◆ EXERCISE REQUIREMENTS: Starting with the first line and ending with the last, copy the entries word for word.
### DATA SHOWN
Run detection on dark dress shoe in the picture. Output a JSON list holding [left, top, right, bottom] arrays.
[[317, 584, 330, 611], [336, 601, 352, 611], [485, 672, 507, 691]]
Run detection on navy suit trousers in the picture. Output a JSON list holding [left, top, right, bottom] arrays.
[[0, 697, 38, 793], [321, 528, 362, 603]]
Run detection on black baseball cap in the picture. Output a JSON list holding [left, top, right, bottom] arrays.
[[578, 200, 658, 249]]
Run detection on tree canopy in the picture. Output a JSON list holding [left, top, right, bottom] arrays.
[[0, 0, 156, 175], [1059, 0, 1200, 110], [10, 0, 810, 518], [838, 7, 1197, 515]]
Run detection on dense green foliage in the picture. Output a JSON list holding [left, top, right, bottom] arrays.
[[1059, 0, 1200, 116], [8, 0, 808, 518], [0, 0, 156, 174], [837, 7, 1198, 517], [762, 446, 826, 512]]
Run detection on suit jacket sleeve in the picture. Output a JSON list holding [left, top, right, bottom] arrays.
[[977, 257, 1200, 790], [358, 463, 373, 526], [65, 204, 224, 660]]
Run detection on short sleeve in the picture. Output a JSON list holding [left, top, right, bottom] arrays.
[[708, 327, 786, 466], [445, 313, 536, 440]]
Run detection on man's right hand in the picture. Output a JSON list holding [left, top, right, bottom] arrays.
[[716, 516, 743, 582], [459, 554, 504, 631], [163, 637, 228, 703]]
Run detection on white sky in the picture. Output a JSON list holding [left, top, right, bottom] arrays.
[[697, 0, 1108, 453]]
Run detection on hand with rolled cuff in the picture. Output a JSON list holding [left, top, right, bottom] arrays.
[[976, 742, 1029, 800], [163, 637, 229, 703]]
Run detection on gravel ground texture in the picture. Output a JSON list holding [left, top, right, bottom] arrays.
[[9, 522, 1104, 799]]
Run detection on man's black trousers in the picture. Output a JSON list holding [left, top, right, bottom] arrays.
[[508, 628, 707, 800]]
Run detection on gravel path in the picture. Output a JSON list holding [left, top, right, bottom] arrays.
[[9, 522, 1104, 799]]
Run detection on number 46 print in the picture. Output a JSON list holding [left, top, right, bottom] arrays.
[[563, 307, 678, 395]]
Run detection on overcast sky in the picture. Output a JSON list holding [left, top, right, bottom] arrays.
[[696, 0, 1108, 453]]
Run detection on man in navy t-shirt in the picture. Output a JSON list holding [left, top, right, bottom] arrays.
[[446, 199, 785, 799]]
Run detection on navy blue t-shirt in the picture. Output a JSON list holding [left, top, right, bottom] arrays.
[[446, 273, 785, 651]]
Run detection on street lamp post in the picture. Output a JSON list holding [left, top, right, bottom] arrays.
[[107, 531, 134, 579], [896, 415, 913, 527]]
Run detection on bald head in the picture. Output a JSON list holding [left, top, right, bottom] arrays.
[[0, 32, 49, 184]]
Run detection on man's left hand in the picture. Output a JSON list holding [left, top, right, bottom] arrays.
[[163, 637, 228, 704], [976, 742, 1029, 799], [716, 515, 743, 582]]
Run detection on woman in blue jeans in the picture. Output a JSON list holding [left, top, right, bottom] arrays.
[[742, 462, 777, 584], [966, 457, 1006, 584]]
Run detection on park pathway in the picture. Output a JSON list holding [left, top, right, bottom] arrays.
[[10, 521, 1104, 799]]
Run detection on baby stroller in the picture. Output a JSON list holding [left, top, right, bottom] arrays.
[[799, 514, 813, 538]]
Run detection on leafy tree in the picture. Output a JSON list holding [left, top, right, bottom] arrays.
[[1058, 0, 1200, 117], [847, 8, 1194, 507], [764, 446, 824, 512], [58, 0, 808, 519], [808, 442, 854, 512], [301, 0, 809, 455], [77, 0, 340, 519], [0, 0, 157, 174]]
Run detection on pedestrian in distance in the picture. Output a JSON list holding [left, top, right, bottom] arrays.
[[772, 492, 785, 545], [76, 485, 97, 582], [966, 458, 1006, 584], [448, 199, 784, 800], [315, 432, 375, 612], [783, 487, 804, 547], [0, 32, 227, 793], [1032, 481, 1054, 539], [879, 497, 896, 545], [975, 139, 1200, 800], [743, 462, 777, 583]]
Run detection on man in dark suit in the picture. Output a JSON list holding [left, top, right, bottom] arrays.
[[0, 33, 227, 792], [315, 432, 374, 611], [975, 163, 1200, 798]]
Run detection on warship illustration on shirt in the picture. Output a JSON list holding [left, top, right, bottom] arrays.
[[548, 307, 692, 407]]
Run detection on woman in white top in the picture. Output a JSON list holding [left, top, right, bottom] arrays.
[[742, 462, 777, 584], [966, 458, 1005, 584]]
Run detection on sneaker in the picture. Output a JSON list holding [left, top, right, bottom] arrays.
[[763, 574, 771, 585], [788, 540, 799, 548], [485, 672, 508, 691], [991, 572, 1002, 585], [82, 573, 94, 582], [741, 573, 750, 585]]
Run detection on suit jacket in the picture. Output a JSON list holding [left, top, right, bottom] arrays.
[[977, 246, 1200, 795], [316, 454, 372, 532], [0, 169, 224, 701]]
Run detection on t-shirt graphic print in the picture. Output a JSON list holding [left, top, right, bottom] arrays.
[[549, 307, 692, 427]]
######
◆ THE COMPLETED TASK:
Run detection on dark dress shoe in the picture. Output a JSON list holding [left, top, right, bottom] arrays.
[[317, 584, 330, 611], [336, 601, 352, 611], [485, 672, 507, 691]]
Run detection on navy suit trousers in the picture. Output a JSON list holding [left, top, right, bottom] arrays.
[[0, 697, 38, 793], [321, 528, 362, 603]]
Run detection on black baseball cap in the picture. Output a JSON list holding [left, top, right, bottom] arrays.
[[578, 200, 658, 249]]
Run detection on tree canopy in the picture. Output a JSON list holding [left, top, right, bottom] arrays.
[[0, 0, 156, 175], [1059, 0, 1200, 110], [10, 0, 810, 518], [838, 7, 1197, 515]]
Run detection on dense green foliage in the picture. Output a JSON list holding [left, top, right, bottom] arrays.
[[1059, 0, 1200, 116], [8, 0, 808, 518], [0, 0, 156, 174], [837, 7, 1198, 517], [762, 446, 826, 512]]
Run detection on suit jacket sleeve in the picture. Output a JSON list holding [left, top, right, bottom] arrays.
[[977, 257, 1200, 790], [358, 463, 373, 526], [65, 204, 224, 660]]
Run detection on short sleeve in the picture. Output a JSON list holding [left, top, right, bottom] arrays.
[[708, 327, 786, 466], [445, 313, 536, 440]]
Run detection on man's right hand in the picture. Output a JSON list holding [left, top, right, bottom] arrays.
[[716, 516, 743, 582], [459, 554, 504, 631], [163, 637, 228, 703]]
Run detection on white sky in the picture. Output a JSON list holding [left, top, right, bottom] arrays.
[[697, 0, 1108, 453]]
Run detection on hand with rolled cuff in the picture. Output a JSON list holding [left, top, right, bottom] arrays.
[[976, 742, 1029, 800], [163, 637, 229, 703]]
Run detection on gravel ground texture in the picture. Output a JSON list holding [left, top, right, bottom] arrays.
[[9, 522, 1104, 799]]
Run detection on man's black trousers in the picture. Output a JSON list holding [left, top, right, bottom] arrays.
[[508, 628, 707, 800]]
Run detection on gravel path in the picture. Output a JSON list holding [left, top, right, bottom] arrays.
[[9, 522, 1104, 799]]
Run detection on number 46 print in the picture. Output a JSON list holding [left, top, right, bottom] arrays.
[[563, 307, 678, 395]]
Run detection on overcast sky in the picture. Output a JSON list holding [left, top, right, bottom] arrays.
[[696, 0, 1108, 453]]
Run detection on man in navy t-shirt in the picture. Output a JSON list holding [left, top, right, bottom] arrays.
[[446, 199, 785, 799]]
Run detection on navy blue t-shirt in the picture. Output a JSON list holding [left, top, right, bottom] arrays.
[[446, 273, 785, 651]]
Run detection on street lamp post in the picture. Output a JSON list holding [left, top, right, bottom] arrays.
[[107, 531, 134, 579], [896, 415, 913, 527]]
Run detection on bald head in the picture. Output a JSON list holding [left, top, right, bottom] arrays.
[[0, 32, 49, 184]]
Run detection on man's left hand in the picture. Output a JSON list holding [left, top, right, bottom] arrays.
[[163, 637, 228, 704], [976, 742, 1029, 799], [716, 515, 743, 582]]
Run detection on woman in blue jeans in the picture. Output a JSON list holding [left, top, right, bottom] arrays.
[[742, 462, 777, 584], [966, 457, 1006, 584]]
Run detection on park pathway in the picture. Output a JSON list holding [left, top, right, bottom] arrays.
[[10, 521, 1104, 799]]
Run detection on baby stroller in the picture. Output a JSON list holding [left, top, right, bottom] arrays.
[[799, 514, 813, 538]]
Run detection on leafy tree in the picture. Output a JSON list holding [left, top, right, bottom] arrays.
[[1058, 0, 1200, 117], [847, 8, 1194, 507], [764, 446, 824, 512], [58, 0, 808, 519], [808, 442, 854, 512], [301, 0, 809, 455], [77, 0, 340, 519], [0, 0, 157, 174]]
Run detection on pedestrian in distance in the picture. Output a JSON list holding [left, top, right, bottom] arrays.
[[772, 492, 785, 545], [76, 485, 97, 582], [966, 458, 1006, 584], [448, 199, 784, 800], [315, 432, 375, 612], [783, 487, 804, 547], [0, 32, 227, 793], [1032, 481, 1054, 539], [879, 497, 896, 545], [975, 139, 1200, 800], [743, 462, 777, 583]]
Run detection on man in dark suit in the picture. Output a JSON list holding [left, top, right, bottom] arrays.
[[0, 33, 227, 792], [315, 432, 374, 611], [975, 163, 1200, 798]]
Run detection on warship illustration on shirt in the picture. Output a JSON list holding [left, top, right, bottom] arrays.
[[548, 307, 692, 407]]
Run detection on woman in white top in the picture. Output a JSON list holding [left, top, right, bottom] arrays.
[[742, 462, 777, 584], [966, 458, 1005, 584]]
Run detection on sneaker in the picture. Output a JSON list holding [left, top, right, bottom] arrays.
[[763, 574, 771, 585], [788, 540, 799, 548], [485, 672, 508, 691], [991, 572, 1002, 585], [82, 573, 94, 582], [741, 573, 750, 585]]
Run detection on suit jacket in the picture. Output a JSON list holding [left, top, right, bottom] arrays.
[[977, 246, 1200, 795], [316, 454, 372, 532], [0, 169, 224, 701]]
Run detection on t-shirt graphic print in the picture. Output a JSON list holding [left, top, right, bottom] arrays.
[[549, 307, 692, 427]]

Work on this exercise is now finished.